++++ Supplied passage ++++
The European Monitoring Centre on Change (EMCC) has published online a number of reports and studies of KIBS. In the first of these, "Sector Futures: the knowledge-intensive business services sector"

the KIBS sectors are defined in terms of the standard industrial classification (NACE revision 1). To summarise, the main KIBS sectors are:

From NACE Division 72: Computer and related activities
  72.1: 	Hardware consultancy
  72.2: 	Software consultancy and supply
  72.3: 	Data processing
  72.4: 	Database activities
  72.5: 	Maintenance and repair of office, accounting and computing machinery
  72.6: 	Other computer related activities
From NACE Division 73: Research and experimental development
  73.1: 	Research and experimental development on natural sciences and engineering
  73.2: 	Research and experimental development on social sciences and humanities
From NACE Division 74: Other business activities
  74.11: 	Legal activities
  74.12: 	Accounting, book-keeping and auditing activities; tax consultancy
  74.13: 	Market research and public opinion polling
  74.14: 	Business and management consultancy activities
  74.15: 	Management activities of holding companies
  74.20: 	Architectural and engineering activities and related technical consultancy
  74.3: 	Technical testing and analysis
  74.4: 	Advertising
  74.5: 	Labour recruitment and provision of personnel
  74.8: 	Miscellaneous business activities n.e.c.
  74.81: 	Photographic activities
  74.84: 	Other business activities n.e.c.

In the revision of NACE (rev. 2) there is some more clarity - most KIBS are located in section M (Professional, Scientific and Technical Activities), which is differentiated from more routine section N (Administrative and Support Service Activities). However, computer and related activities are in section J (Information and Communication Activities). The System in use in Canada and the USA, NAICS, does group these services together with the other KIBS.

These categories cover firms and organisations that specialise in producing these services. But other sectors may supply knowledge-intensive business services together with their main products; and such services are of course routinely produced by firms for their own use - almost all firms will have some internal office, computer, marketing activities, for instance. KIBS firms are simply specialists in these service activities, which these are their main products.
++++ Dataset ++++
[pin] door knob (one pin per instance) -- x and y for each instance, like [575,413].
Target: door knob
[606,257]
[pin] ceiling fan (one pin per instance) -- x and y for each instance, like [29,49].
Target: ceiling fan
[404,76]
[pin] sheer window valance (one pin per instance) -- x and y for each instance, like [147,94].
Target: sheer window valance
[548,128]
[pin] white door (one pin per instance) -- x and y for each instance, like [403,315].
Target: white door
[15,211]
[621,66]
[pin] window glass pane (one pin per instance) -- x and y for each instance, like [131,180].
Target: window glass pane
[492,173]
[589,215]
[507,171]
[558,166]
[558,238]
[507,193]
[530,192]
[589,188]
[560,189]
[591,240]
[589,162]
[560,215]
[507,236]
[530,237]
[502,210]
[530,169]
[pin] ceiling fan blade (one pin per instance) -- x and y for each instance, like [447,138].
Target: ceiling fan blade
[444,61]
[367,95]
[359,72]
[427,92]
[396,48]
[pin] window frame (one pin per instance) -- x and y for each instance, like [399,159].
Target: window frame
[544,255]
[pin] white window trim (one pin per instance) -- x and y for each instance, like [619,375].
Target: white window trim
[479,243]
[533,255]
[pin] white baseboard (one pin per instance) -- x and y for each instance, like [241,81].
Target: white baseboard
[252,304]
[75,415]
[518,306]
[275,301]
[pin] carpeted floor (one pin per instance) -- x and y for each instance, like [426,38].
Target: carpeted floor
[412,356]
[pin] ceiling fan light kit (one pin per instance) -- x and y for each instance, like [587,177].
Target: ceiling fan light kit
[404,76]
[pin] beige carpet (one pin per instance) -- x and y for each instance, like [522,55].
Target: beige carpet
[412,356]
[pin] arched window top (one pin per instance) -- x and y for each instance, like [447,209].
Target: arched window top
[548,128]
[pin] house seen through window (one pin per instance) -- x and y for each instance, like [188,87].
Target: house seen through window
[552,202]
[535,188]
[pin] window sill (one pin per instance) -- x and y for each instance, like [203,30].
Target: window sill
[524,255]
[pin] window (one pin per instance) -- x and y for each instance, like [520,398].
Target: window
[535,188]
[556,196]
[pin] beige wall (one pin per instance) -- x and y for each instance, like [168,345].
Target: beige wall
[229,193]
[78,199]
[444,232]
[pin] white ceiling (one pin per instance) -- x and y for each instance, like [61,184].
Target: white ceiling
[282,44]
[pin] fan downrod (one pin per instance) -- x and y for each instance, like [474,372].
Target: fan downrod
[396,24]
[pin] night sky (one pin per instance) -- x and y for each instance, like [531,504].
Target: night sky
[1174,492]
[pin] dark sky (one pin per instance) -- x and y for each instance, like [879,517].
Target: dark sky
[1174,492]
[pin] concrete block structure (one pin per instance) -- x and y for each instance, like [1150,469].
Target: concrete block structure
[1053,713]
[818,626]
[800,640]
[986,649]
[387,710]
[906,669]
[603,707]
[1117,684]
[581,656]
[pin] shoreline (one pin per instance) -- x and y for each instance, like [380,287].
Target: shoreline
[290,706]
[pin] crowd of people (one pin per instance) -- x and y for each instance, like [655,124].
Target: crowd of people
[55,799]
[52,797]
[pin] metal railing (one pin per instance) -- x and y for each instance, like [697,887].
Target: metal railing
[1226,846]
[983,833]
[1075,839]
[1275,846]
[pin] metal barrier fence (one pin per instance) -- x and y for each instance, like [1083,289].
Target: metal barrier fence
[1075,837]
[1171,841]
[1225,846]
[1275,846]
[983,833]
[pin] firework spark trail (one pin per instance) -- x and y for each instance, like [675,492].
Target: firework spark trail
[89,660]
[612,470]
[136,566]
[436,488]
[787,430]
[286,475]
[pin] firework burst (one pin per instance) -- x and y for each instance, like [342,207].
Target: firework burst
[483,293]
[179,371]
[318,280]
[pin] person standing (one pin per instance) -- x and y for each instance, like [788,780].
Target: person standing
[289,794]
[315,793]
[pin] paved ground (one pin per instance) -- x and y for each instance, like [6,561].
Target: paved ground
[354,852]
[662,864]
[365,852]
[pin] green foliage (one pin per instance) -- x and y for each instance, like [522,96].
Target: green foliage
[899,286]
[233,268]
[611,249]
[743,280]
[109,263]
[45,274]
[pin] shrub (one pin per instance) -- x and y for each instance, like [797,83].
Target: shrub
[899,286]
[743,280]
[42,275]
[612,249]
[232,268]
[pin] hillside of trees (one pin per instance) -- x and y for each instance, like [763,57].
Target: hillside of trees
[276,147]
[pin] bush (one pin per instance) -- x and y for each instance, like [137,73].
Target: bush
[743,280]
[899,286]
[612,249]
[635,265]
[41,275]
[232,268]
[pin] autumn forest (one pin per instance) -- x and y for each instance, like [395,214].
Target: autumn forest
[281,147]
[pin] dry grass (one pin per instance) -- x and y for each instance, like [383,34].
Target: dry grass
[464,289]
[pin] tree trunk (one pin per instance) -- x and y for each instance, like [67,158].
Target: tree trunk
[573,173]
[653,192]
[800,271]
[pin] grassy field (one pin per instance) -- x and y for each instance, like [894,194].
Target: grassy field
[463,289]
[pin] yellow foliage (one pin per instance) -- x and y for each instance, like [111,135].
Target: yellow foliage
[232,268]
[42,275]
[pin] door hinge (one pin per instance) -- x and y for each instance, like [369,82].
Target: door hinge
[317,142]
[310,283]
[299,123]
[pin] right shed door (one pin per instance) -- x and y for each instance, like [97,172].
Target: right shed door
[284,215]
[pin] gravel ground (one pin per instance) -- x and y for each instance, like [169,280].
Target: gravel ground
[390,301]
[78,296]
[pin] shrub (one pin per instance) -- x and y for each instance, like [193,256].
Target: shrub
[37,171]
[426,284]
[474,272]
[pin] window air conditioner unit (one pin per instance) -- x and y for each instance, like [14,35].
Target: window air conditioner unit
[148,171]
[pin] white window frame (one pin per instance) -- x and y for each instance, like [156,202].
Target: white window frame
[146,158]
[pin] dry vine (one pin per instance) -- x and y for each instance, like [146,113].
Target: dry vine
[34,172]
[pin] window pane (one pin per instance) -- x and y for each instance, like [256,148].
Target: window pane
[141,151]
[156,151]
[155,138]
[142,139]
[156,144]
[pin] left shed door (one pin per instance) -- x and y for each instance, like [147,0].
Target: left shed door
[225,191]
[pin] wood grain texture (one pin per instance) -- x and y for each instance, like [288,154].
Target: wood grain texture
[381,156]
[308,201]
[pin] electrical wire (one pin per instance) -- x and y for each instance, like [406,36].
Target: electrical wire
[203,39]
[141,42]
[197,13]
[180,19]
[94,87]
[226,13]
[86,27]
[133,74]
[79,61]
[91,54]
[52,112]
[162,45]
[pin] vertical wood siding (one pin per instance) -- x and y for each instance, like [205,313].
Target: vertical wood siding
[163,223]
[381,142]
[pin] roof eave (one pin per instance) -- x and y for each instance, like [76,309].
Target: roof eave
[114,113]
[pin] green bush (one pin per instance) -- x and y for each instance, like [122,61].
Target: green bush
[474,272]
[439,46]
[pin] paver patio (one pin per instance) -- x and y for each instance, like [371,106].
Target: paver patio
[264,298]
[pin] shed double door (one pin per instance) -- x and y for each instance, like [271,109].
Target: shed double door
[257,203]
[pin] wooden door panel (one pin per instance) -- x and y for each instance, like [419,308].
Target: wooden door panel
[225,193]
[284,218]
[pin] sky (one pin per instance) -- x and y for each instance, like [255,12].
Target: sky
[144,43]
++++
## Exercise tasks:
A. Translate this sentence from the passage on knowledge-intensive business services into French: "However, computer and related activities are in section J (Information and Communication Activities)."
B. In the passage on knowledge-intensive business services, in which section of NACE revision 2 are most KIBS located?
C. Continue the passage on knowledge-intensive business services from the point at which it stops.

## Responses:
A. Cependant, les activités informatiques et connexes relèvent de la section J (Activités d'information et de communication).

B. Most KIBS are located in section M (Professional, Scientific and Technical Activities).

C.
Some KIBS specialists may be lurking in many of these—are either knowledge-intensive services such as health, education, telecommunications, finance, or business-related services such as administration and security. But in general, the following sectors are not regarded as KIBS: Health/medical services, Postal services and Transport and Distribution (some specialised logistics services may be seen as KIBS), Consumer Financial and Real Estate services, Education services (other than specialised training for industry), Broadcast and other mass media (again with possible exceptions, such as when these media are also used for specialised delivery of business services as in data broadcast or encoded business video transmissions), public administration (again with some possible exceptions in industry support schemes), Repair/maintenance (with the exception of IT-related activities), retail and wholesale, Social welfare services, Hospitality, Catering, Leisure/tourism, Personal consumer services, Entertainment. Some consultancy and other specialist support KIBS-type activity often serves such industries.

The Knowledge Intensive Business Services (KIBS) are among the key topics of research in the sphere of innovation studies. As shown by the data collected during Community Innovation Surveys (CIS) recorded through such sources as CORDIS, KIBS are among the most innovative parts of the service industry Additionally, the services allow for the diffusion of innovations throughout their customer networks.